__EXERCISE__:
Rewrite the rows below as a Markdown table with two columns, No. and Text, placing each row's number under No. and the row itself under Text. Leave out any blank lines.

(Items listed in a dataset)
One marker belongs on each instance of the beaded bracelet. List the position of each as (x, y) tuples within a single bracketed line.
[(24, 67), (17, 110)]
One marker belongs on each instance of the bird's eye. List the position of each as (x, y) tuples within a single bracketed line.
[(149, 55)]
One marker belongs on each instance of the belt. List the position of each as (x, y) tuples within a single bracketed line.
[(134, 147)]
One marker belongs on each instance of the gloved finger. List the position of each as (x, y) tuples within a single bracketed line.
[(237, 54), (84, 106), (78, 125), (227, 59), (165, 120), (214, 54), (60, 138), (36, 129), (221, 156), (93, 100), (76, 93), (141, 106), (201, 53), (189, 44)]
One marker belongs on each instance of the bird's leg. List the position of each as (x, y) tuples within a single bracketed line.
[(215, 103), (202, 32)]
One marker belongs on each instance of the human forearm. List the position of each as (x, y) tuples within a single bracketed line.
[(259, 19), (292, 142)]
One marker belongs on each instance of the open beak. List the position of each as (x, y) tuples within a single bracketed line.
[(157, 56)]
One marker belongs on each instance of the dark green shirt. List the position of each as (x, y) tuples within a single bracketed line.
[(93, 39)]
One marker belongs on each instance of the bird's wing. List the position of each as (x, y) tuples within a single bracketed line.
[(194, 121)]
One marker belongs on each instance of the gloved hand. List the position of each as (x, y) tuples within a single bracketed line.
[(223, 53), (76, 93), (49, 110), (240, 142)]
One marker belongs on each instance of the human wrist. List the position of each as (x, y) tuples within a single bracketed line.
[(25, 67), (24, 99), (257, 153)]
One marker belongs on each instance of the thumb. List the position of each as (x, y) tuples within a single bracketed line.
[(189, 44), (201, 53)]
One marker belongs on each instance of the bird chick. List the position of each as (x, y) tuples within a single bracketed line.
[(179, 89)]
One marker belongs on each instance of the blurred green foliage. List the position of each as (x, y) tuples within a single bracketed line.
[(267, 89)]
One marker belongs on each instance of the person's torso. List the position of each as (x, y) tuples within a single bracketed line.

__FINAL ANSWER__:
| No. | Text |
|---|---|
| 1 | One marker belongs on each instance of the beaded bracelet. List the position of each as (x, y) tuples within a single bracketed line. |
| 2 | [(24, 67), (17, 110)] |
| 3 | One marker belongs on each instance of the bird's eye. List the position of each as (x, y) tuples within a single bracketed line. |
| 4 | [(149, 55)] |
| 5 | One marker belongs on each instance of the belt. List the position of each as (x, y) tuples within a single bracketed line. |
| 6 | [(134, 147)] |
| 7 | One marker belongs on each instance of the gloved finger. List the position of each as (x, y) tuples within a single bracketed line. |
| 8 | [(237, 54), (84, 106), (78, 125), (227, 59), (165, 120), (214, 54), (60, 138), (36, 129), (221, 156), (93, 100), (76, 93), (141, 106), (201, 53), (189, 44)] |
| 9 | One marker belongs on each instance of the bird's leg. List the position of each as (x, y) tuples within a single bracketed line. |
| 10 | [(215, 103), (202, 32)] |
| 11 | One marker belongs on each instance of the human forearm. List the position of each as (x, y) tuples within a single bracketed line. |
| 12 | [(259, 19), (292, 142)] |
| 13 | One marker belongs on each instance of the open beak. List the position of each as (x, y) tuples within a single bracketed line. |
| 14 | [(157, 56)] |
| 15 | One marker belongs on each instance of the dark green shirt. List the position of each as (x, y) tuples within a single bracketed line. |
| 16 | [(93, 39)] |
| 17 | One marker belongs on each instance of the bird's wing. List the position of each as (x, y) tuples within a single bracketed line. |
| 18 | [(194, 121)] |
| 19 | One marker belongs on each instance of the gloved hand. List the position of each as (x, y) tuples within a single bracketed line. |
| 20 | [(223, 53), (76, 93), (49, 110), (240, 142)] |
| 21 | One marker belongs on each instance of the human wrist. List the position of each as (x, y) tuples within a single bracketed line. |
| 22 | [(25, 67), (24, 99), (257, 153)] |
| 23 | One marker belongs on each instance of the thumb. List the position of each as (x, y) tuples within a single bracketed line. |
| 24 | [(189, 44), (201, 53)] |
| 25 | One marker belongs on each instance of the bird chick. List the position of each as (x, y) tuples within a single bracketed line. |
| 26 | [(179, 89)] |
| 27 | One marker belongs on each instance of the blurred green foliage. List the position of each as (x, y) tuples within a single bracketed line. |
| 28 | [(267, 89)] |
| 29 | One marker belongs on each instance of the person's torso. List the position of each as (x, y) tuples within a single bracketed line. |